=== Material provided ===
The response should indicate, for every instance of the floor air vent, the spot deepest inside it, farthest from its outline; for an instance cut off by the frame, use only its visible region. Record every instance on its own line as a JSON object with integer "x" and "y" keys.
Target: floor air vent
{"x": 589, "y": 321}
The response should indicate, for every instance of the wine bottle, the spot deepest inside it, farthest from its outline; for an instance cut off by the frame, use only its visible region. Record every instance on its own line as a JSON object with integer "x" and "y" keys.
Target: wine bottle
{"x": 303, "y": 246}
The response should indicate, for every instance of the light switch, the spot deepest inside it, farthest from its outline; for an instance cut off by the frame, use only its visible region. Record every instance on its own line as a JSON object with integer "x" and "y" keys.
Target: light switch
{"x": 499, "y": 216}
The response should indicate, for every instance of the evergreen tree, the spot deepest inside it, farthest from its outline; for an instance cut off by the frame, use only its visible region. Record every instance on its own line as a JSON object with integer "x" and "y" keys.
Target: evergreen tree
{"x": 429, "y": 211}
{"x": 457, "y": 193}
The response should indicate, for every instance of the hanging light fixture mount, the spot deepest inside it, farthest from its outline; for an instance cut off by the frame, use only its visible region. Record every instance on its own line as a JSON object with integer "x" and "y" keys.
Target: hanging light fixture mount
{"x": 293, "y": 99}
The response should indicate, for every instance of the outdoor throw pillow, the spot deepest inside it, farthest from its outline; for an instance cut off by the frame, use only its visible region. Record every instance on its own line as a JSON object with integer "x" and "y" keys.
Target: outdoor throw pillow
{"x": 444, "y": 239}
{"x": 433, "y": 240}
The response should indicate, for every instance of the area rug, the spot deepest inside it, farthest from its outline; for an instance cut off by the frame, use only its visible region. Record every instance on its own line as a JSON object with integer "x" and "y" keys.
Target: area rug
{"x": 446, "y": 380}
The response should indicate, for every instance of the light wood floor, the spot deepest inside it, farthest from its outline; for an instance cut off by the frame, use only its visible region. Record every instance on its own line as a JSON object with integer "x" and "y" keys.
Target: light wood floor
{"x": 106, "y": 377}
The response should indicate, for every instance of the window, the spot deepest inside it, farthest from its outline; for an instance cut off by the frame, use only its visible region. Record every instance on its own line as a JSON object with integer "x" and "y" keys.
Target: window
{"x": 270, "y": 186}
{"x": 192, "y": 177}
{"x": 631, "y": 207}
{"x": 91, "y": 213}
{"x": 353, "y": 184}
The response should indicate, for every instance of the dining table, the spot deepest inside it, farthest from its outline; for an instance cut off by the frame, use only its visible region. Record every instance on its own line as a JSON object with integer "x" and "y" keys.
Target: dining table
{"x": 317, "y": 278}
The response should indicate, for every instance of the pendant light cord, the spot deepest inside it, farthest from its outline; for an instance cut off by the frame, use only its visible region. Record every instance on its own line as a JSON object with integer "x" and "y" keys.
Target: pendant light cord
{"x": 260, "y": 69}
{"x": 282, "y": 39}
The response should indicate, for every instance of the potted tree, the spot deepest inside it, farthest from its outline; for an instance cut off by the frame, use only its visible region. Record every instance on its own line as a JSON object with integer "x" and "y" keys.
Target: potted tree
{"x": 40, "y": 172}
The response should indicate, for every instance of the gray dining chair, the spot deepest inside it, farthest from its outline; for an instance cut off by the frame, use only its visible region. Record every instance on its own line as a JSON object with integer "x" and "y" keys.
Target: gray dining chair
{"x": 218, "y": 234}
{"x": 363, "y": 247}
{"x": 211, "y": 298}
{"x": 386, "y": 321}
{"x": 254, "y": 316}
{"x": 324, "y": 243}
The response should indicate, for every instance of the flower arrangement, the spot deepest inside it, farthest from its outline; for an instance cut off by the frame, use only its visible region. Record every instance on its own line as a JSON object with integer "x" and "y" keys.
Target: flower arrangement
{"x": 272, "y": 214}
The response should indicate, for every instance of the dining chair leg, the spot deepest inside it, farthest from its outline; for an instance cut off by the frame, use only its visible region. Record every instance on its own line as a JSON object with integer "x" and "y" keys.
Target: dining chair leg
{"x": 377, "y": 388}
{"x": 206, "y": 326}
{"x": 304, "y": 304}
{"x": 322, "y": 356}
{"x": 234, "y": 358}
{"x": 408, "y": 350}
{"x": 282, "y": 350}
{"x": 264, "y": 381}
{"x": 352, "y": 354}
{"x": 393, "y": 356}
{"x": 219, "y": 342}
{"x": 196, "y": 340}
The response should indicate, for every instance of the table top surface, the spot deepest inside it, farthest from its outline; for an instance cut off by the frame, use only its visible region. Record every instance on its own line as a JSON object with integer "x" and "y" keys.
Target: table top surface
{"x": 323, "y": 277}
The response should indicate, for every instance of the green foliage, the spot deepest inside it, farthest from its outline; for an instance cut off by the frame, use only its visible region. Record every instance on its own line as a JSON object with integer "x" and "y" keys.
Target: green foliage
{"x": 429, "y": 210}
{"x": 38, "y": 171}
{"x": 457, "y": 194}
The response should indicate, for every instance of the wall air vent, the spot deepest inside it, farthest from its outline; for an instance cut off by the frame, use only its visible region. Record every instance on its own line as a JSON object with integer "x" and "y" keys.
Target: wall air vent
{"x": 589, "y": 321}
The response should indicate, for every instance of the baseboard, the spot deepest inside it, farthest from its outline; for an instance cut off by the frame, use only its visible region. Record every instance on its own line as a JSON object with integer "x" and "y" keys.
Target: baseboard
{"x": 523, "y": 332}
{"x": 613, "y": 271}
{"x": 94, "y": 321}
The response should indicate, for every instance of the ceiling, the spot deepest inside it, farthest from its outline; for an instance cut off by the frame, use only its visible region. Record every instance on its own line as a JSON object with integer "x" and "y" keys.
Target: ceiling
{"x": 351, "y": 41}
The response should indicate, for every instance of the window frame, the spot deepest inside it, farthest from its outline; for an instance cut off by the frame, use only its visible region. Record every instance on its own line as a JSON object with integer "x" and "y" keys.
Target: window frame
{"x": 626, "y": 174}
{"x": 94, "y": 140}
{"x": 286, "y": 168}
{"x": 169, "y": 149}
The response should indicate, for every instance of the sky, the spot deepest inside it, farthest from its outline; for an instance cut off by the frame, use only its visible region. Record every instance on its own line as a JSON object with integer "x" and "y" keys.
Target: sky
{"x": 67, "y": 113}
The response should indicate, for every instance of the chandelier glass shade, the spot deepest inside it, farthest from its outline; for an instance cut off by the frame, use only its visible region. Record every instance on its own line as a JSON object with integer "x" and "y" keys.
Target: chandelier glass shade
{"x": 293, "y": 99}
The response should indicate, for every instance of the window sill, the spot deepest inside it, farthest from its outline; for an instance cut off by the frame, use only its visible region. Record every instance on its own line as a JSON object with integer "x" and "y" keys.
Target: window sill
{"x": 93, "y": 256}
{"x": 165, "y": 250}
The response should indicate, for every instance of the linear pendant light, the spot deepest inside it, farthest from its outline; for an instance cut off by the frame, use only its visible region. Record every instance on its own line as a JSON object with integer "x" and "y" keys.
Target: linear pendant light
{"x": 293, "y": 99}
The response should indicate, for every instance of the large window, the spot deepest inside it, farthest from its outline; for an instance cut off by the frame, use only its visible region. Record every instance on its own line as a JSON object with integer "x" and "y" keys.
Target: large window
===
Directions for this task: Repeat the lines above exactly.

Result for this exercise:
The response should indicate, for every instance of the floor air vent, the spot deepest inside it, farthest from its outline; for an instance cut off by the frame, use only its visible region. Record every instance on its own line as a JSON object with integer "x" and "y" keys.
Target: floor air vent
{"x": 589, "y": 321}
The response should indicate, for every instance of the wine bottle, the spot deepest inside it, farthest from its outline; for an instance cut off by the frame, use only its visible region. Record every instance on its own line as a JSON object with integer "x" and "y" keys.
Target: wine bottle
{"x": 303, "y": 246}
The response should indicate, for every instance of the light switch, the spot deepest inside it, farthest from its outline; for an instance cut off by the frame, use only its visible region. Record every instance on its own line as a JSON object with integer "x" and "y" keys.
Target: light switch
{"x": 499, "y": 216}
The response should indicate, for every instance of the evergreen tree, the spot deepest inside it, farthest from its outline; for an instance cut off by the frame, use only its visible region. Record every instance on its own line as a JSON object with integer "x" and "y" keys.
Target: evergreen tree
{"x": 429, "y": 211}
{"x": 457, "y": 193}
The response should indicate, for every instance of the hanging light fixture mount, the spot deepest inside it, farthest from its outline; for an instance cut off by the frame, use only its visible region. Record every instance on its own line as a JSON object with integer "x" and "y" keys.
Target: hanging light fixture mount
{"x": 293, "y": 99}
The response should indicate, for every instance of the outdoor throw pillow, the spot deepest inside it, farthest from its outline; for an instance cut off by the frame, use only its visible region. Record every instance on its own line as a JSON object with integer "x" and "y" keys.
Target: outdoor throw pillow
{"x": 444, "y": 239}
{"x": 433, "y": 240}
The response should indicate, for every instance of the area rug, the spot deepest inside it, farthest from its outline; for an instance cut off by the frame, use only its visible region. Record every instance on its own line as a JSON object with integer "x" and "y" keys.
Target: area rug
{"x": 446, "y": 380}
The response should indicate, for every instance of the light wood floor, the spot deepest inside it, farthest from its outline; for an instance cut off by the frame, use only its visible region. Record every instance on its own line as a JSON object with integer "x" and "y" keys.
Target: light wood floor
{"x": 106, "y": 377}
The response should indicate, for every instance of the window, the spot deepest inside it, farthest from its outline; for an instance cut off by the frame, use only its visible region. Record every instance on its own line as a JSON object with integer "x" and "y" keys.
Target: window
{"x": 270, "y": 186}
{"x": 192, "y": 177}
{"x": 631, "y": 207}
{"x": 91, "y": 213}
{"x": 353, "y": 184}
The response should indicate, for every instance of the dining table, the spot deepest inside it, farthest from its outline; for an instance cut off by the frame, use only its visible region. Record every instance on its own line as a JSON object with integer "x" and "y" keys.
Target: dining table
{"x": 317, "y": 278}
The response should indicate, for every instance of the pendant light cord, the spot deepest inside it, farthest from its outline; for an instance cut off by the frame, use only its visible region. Record every instance on its own line as a JSON object with integer "x" and "y" keys.
Target: pendant light cord
{"x": 260, "y": 69}
{"x": 282, "y": 39}
The response should indicate, for every instance of the potted tree, the spot deepest inside it, farthest from its outline; for an instance cut off by the frame, use only its visible region. Record every instance on its own line as a JSON object with integer "x" and "y" keys.
Target: potted tree
{"x": 40, "y": 172}
The response should indicate, for every instance of the gray dining chair, the spot deepest inside it, farthest from its outline; for an instance cut off by the frame, use only its visible region. Record every instance on its own line as a JSON object with integer "x" and "y" keys.
Target: gray dining chair
{"x": 218, "y": 234}
{"x": 363, "y": 247}
{"x": 211, "y": 298}
{"x": 386, "y": 321}
{"x": 254, "y": 316}
{"x": 324, "y": 243}
The response should indicate, for every instance of the flower arrangement, the spot deepest inside it, farthest from its outline; for an instance cut off by the frame, use only its visible region. Record every instance on its own line as a JSON object with integer "x" and "y" keys.
Target: flower arrangement
{"x": 272, "y": 214}
The response should indicate, for every instance of the dining chair leg, the spot deepest inside it, farthest from its outline; for an instance cut off by the frame, use only its visible region. Record every instance on its own line as a JSON object with integer "x" and "y" keys.
Target: dining chair leg
{"x": 377, "y": 388}
{"x": 206, "y": 326}
{"x": 304, "y": 304}
{"x": 322, "y": 356}
{"x": 234, "y": 358}
{"x": 408, "y": 350}
{"x": 282, "y": 350}
{"x": 264, "y": 381}
{"x": 352, "y": 354}
{"x": 393, "y": 356}
{"x": 219, "y": 342}
{"x": 196, "y": 340}
The response should indicate, for every instance of the table top surface, the spot deepest inside it, farthest from its outline; for an instance cut off by the frame, use only its visible region. Record every instance on its own line as a JSON object with integer "x" and "y" keys.
Target: table top surface
{"x": 323, "y": 277}
The response should indicate, for every instance of the green foliage, the spot deepest inside it, farthest from its outline; for an instance cut off by the frame, use only its visible region. Record every instance on its own line as a JSON object with integer "x" and "y" keys.
Target: green foliage
{"x": 429, "y": 210}
{"x": 38, "y": 171}
{"x": 457, "y": 194}
The response should indicate, for every instance of the wall air vent, the spot deepest inside it, farthest from its outline; for an instance cut off by the frame, use only its visible region. Record every instance on its own line as a JSON object with integer "x" and "y" keys.
Target: wall air vent
{"x": 589, "y": 321}
The response should indicate, for every instance of the baseboard, the spot deepest inside it, farthest from its outline; for an instance cut off by the frame, use only its visible region. Record every instance on its own line as a JSON object with integer "x" and "y" keys.
Target: baseboard
{"x": 523, "y": 332}
{"x": 613, "y": 271}
{"x": 94, "y": 321}
The response should indicate, for every instance of the ceiling, the spot deepest inside it, farthest from its outline; for an instance cut off by the frame, use only its visible region. Record every instance on its own line as a JSON object with integer "x" and "y" keys.
Target: ceiling
{"x": 351, "y": 41}
The response should indicate, for every instance of the window frame, the spot deepest inside it, farthest from its outline; for an instance cut off by the frame, use only its visible region. Record every instance on its own line as a JSON object with integer "x" and "y" keys.
Target: window frame
{"x": 626, "y": 174}
{"x": 94, "y": 140}
{"x": 286, "y": 168}
{"x": 169, "y": 149}
The response should indicate, for every instance of the sky, the spot deepest inside it, farthest from its outline; for an instance cut off by the frame, use only its visible region. Record every instance on its own line as a JSON object with integer "x" and "y" keys.
Target: sky
{"x": 67, "y": 113}
The response should indicate, for every instance of the chandelier glass shade, the spot deepest inside it, farthest from its outline; for an instance cut off by the frame, use only its visible region. Record every instance on its own line as a JSON object with integer "x" and "y" keys.
Target: chandelier glass shade
{"x": 293, "y": 99}
The response should indicate, for every instance of the window sill, the spot deepest inside it, farthest from its outline; for an instance cut off by the frame, use only its visible region. Record every instance on its own line as a JSON object with integer "x" and "y" keys.
Target: window sill
{"x": 93, "y": 256}
{"x": 165, "y": 250}
The response should indicate, for every instance of the linear pendant light, the spot deepest inside it, farthest from its outline; for an instance cut off by the frame, use only its visible region. Record every instance on its own line as a JSON object with integer "x" and "y" keys.
Target: linear pendant light
{"x": 293, "y": 99}
The response should indicate, for every instance of the large window, the spot deepest inside it, farthest from its outline; for an instance cut off by the frame, use only its visible region. Record every instance on its own line as a JSON object with integer "x" and "y" keys.
Target: large window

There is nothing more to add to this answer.